GIVEN RECORDS:
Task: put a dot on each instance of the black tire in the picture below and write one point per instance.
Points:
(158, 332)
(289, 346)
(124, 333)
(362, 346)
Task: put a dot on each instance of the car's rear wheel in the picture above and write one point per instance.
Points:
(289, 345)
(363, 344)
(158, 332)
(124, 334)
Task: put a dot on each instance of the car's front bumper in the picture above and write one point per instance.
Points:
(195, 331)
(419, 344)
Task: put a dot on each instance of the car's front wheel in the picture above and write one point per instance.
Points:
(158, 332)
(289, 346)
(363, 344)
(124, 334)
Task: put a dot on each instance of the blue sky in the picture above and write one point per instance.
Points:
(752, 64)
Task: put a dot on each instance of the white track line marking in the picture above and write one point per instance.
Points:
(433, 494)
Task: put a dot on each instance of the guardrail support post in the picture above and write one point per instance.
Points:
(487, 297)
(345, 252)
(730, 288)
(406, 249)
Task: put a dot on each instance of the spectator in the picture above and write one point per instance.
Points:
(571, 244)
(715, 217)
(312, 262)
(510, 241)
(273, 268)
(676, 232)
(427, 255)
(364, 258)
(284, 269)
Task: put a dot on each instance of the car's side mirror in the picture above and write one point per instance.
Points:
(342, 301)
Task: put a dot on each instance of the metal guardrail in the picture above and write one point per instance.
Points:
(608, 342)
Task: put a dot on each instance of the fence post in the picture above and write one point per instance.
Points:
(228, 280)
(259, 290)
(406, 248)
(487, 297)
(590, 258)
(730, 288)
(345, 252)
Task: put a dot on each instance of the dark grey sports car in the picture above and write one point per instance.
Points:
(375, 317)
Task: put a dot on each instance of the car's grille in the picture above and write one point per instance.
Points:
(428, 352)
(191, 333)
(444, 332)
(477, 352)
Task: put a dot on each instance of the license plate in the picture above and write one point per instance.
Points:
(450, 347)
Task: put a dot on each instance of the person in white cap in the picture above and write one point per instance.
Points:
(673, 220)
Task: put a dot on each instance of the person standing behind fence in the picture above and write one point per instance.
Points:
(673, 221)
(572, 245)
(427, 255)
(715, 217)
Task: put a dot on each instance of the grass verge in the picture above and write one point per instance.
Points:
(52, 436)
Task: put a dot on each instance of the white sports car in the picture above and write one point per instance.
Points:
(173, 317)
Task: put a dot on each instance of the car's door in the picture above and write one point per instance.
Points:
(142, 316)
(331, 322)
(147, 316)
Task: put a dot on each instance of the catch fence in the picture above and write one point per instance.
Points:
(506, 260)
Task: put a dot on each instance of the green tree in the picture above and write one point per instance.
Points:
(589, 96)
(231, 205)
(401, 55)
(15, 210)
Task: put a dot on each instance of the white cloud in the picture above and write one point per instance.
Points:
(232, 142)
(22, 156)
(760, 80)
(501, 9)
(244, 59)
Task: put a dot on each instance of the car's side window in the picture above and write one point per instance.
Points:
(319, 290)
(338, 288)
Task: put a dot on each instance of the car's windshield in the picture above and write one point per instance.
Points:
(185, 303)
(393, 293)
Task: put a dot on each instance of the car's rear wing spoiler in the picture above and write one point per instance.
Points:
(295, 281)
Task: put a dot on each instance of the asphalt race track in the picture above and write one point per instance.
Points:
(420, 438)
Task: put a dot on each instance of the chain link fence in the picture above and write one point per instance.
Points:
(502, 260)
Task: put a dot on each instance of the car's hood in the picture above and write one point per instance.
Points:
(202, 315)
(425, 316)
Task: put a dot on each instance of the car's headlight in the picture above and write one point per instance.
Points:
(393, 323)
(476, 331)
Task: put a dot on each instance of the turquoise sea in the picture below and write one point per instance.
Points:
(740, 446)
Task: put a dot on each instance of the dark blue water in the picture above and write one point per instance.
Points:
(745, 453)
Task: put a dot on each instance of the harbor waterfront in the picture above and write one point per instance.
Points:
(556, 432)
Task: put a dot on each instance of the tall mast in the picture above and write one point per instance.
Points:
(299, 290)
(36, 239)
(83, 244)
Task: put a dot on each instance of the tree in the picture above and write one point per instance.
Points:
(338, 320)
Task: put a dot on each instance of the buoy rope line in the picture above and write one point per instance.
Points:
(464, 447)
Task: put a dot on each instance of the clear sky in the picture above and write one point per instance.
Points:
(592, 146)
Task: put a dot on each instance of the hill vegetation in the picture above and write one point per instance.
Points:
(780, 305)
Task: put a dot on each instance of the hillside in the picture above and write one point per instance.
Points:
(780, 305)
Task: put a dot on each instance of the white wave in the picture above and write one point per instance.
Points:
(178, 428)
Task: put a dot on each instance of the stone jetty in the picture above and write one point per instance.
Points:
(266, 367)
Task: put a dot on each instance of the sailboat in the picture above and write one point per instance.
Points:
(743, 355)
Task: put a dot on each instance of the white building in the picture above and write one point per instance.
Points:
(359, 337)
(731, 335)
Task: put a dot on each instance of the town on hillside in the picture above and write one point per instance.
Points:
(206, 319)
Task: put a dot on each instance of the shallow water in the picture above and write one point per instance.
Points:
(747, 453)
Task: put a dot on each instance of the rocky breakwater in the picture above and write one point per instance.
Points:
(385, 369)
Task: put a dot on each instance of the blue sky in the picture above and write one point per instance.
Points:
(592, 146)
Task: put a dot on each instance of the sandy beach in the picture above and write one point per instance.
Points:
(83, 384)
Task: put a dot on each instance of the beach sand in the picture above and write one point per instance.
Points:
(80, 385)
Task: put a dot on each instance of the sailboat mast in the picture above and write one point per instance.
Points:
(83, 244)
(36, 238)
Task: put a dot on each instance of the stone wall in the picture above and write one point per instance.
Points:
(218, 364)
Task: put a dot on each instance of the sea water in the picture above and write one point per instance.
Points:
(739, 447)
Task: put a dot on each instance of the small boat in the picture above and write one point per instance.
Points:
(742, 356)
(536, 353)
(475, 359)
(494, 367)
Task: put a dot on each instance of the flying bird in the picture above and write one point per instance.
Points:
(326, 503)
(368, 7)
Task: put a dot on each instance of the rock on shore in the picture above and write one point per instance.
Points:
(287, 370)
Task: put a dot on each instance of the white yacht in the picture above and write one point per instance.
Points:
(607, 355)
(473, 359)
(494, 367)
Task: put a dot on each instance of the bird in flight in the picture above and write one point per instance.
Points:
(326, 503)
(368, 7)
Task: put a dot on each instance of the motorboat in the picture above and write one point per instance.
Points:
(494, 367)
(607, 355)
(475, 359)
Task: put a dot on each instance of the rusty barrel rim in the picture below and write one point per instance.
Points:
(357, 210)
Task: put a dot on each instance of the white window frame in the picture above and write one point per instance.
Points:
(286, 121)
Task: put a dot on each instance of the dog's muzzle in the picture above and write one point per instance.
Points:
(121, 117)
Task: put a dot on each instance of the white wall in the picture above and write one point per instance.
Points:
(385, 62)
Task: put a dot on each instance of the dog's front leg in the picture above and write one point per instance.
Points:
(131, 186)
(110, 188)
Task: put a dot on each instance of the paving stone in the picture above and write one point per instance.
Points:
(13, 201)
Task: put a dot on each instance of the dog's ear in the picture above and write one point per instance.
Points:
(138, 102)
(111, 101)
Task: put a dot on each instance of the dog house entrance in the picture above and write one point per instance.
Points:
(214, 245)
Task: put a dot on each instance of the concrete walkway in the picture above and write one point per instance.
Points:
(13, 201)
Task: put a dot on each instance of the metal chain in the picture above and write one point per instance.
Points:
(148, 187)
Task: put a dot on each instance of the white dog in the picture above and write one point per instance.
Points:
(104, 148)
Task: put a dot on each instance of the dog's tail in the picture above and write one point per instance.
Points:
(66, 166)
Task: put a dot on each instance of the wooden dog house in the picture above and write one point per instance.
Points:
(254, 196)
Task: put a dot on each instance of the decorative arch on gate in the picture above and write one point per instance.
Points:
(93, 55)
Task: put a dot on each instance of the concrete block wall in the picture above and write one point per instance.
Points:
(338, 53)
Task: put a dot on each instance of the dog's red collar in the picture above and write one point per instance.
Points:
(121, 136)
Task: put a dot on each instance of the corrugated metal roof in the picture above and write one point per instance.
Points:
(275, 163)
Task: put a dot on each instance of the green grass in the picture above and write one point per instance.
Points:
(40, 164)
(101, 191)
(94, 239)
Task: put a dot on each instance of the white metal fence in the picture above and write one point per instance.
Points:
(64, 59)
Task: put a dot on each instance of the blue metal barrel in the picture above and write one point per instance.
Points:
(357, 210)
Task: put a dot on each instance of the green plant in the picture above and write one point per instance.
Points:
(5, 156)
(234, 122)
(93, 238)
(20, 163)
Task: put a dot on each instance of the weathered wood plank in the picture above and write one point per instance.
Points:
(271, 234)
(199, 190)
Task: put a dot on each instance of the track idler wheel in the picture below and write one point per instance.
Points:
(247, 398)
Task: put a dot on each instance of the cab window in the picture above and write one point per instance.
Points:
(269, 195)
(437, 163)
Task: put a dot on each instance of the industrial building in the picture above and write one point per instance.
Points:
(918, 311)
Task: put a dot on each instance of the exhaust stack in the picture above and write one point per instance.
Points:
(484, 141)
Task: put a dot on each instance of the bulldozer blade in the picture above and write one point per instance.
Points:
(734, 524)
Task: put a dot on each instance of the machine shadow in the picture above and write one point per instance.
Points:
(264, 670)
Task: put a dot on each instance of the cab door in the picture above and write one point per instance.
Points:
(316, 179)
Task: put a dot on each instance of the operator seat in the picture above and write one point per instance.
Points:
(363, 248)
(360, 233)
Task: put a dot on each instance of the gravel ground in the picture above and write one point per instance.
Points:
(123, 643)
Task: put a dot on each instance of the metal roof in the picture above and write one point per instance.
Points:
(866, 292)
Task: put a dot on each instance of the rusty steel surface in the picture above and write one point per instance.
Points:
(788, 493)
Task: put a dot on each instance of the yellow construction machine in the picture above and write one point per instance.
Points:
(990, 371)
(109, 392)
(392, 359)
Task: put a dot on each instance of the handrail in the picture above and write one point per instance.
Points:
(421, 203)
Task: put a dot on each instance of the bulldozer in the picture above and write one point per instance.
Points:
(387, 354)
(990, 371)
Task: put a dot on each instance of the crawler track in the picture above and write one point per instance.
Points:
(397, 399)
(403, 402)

WHAT TO WORK ON:
Return every line of the entries above that the string "wheel" appears in.

EXERCISE OUTPUT:
Task: put a dot on each instance of the car's rear wheel in the picture above and write one point per instance.
Task: put a dot on each instance of the car's front wheel in the picture above and write one point per instance.
Task: put a dot on each instance of the track idler wheel in the picture below and write one point per instance.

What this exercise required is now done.